**Work required**
Copy the data below word for word, starting at the line that contains "woman with dark" and continuing through the final line.
----------
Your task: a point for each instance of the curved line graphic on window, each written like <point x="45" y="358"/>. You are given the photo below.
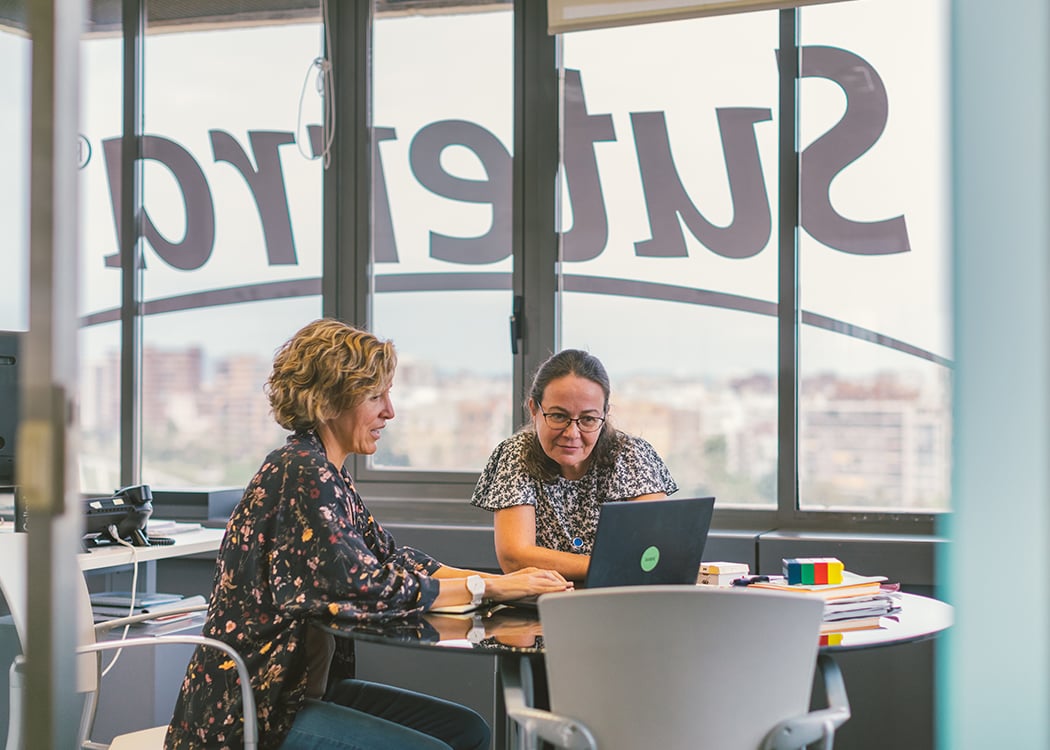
<point x="502" y="282"/>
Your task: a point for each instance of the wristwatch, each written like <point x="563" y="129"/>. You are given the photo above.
<point x="476" y="585"/>
<point x="477" y="632"/>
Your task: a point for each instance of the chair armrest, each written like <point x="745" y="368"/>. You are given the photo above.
<point x="247" y="696"/>
<point x="107" y="625"/>
<point x="800" y="731"/>
<point x="563" y="731"/>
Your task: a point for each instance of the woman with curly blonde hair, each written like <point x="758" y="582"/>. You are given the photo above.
<point x="301" y="546"/>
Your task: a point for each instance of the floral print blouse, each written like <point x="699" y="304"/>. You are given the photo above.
<point x="567" y="509"/>
<point x="299" y="546"/>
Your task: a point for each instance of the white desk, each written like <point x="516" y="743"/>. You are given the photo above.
<point x="195" y="542"/>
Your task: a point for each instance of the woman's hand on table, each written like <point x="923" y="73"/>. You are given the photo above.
<point x="523" y="583"/>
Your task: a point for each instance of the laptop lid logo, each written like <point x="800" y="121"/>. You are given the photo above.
<point x="650" y="558"/>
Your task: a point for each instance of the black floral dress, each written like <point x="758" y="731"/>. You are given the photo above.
<point x="567" y="509"/>
<point x="300" y="545"/>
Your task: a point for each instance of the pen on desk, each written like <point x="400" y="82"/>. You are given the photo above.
<point x="748" y="580"/>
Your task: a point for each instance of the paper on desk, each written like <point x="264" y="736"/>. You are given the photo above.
<point x="167" y="528"/>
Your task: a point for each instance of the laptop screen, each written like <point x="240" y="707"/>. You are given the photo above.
<point x="650" y="542"/>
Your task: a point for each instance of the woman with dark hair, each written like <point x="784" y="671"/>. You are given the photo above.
<point x="300" y="548"/>
<point x="546" y="483"/>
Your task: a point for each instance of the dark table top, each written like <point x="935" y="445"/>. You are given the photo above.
<point x="508" y="630"/>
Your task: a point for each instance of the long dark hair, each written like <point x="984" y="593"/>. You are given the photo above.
----------
**Correct response**
Your task: a point for each instance of the woman with dark hair, each written like <point x="784" y="671"/>. You are given the photo above.
<point x="300" y="548"/>
<point x="546" y="483"/>
Your task: a point for each instance of the dark table top, each written like <point x="935" y="445"/>. You are given the photo above.
<point x="508" y="630"/>
Your task: a point for each instance of the long dark hair, each written like <point x="984" y="593"/>. You are given the photo above.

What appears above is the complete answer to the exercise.